◆ BRIEF ◆
For the listing below, return the line containing "# test: point on every instance of the suv tail", the line containing "# test: point on every instance of the white church", and all lines in between, exactly as written and nothing else.

◆ EXERCISE INPUT ◆
┄┄┄┄┄┄┄┄┄┄

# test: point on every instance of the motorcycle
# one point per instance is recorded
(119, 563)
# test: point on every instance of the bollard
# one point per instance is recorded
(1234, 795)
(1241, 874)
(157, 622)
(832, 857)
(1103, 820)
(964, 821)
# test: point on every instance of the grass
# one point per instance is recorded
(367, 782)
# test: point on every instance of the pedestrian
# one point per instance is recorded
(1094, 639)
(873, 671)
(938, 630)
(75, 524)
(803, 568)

┄┄┄┄┄┄┄┄┄┄

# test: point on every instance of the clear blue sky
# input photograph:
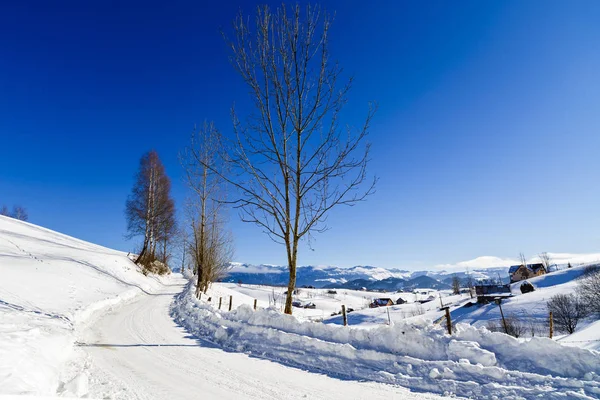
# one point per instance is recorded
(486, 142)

┄┄┄┄┄┄┄┄┄┄

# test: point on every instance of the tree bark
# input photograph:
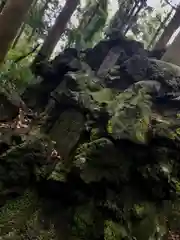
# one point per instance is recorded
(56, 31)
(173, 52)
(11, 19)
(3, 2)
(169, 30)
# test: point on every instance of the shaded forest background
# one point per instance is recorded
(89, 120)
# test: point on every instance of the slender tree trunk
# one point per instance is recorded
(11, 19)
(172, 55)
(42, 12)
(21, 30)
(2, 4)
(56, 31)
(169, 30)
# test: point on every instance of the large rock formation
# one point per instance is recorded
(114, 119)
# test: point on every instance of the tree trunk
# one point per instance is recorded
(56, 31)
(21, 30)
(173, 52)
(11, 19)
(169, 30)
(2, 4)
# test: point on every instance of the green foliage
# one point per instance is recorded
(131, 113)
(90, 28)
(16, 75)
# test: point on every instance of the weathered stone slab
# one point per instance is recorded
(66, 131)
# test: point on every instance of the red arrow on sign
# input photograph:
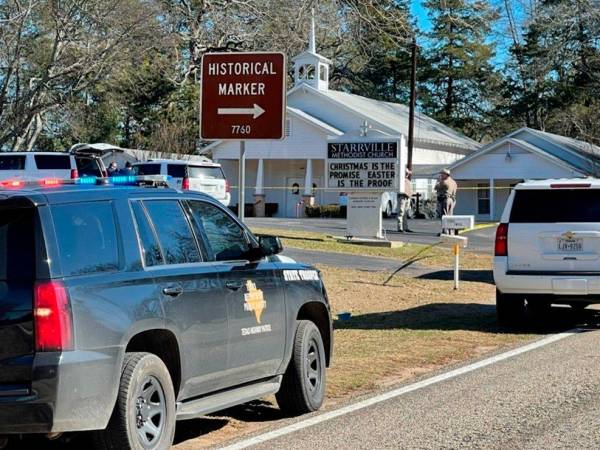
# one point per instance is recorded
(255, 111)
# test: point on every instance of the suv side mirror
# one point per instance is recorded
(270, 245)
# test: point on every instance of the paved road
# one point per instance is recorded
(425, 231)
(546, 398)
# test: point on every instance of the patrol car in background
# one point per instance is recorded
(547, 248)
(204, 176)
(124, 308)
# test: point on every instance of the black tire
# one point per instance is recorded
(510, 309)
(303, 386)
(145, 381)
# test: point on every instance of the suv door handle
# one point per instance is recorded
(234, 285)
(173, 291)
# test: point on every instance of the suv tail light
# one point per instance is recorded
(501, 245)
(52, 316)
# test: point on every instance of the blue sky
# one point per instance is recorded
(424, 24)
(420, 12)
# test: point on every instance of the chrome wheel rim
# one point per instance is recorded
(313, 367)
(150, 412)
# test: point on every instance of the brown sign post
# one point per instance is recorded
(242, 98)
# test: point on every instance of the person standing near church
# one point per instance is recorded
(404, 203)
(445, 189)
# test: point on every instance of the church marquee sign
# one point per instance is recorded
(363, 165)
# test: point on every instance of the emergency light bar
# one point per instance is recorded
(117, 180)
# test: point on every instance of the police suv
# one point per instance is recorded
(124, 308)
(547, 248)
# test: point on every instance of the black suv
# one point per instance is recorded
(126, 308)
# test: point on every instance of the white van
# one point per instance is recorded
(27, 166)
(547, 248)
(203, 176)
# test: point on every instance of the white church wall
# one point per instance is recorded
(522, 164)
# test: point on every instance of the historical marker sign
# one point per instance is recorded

┄┄┄┄┄┄┄┄┄┄

◆ WRITTEN SOLUTION ◆
# test: point on every instance of the suv tail light
# one point per instance is recorded
(501, 245)
(52, 316)
# test: point on every instance of the blue sky
# one point per instance is recorded
(424, 24)
(420, 12)
# test: point on every instance of the chrome wheel rim
# one point per instance is recorded
(313, 367)
(150, 412)
# test: point on every instance of the brown sign post
# one point per instance is recorded
(242, 98)
# test: point on every instance of the person standing near church
# one point per instance is recorded
(404, 203)
(445, 189)
# test: point on every instance of the church marquee sign
# one point per instance is recorded
(363, 165)
# test: point on every instance of the emergency light bar
# one point per instance is recorded
(117, 180)
# test: point on every instance of the police suv
# one point per instance is recorded
(124, 308)
(547, 248)
# test: point on every instance of the black suv
# one point per instance is recorded
(126, 308)
# test: point on every instance of the white van
# one point per instance is recorded
(27, 166)
(547, 248)
(203, 176)
# test: point on every instance of the white church wall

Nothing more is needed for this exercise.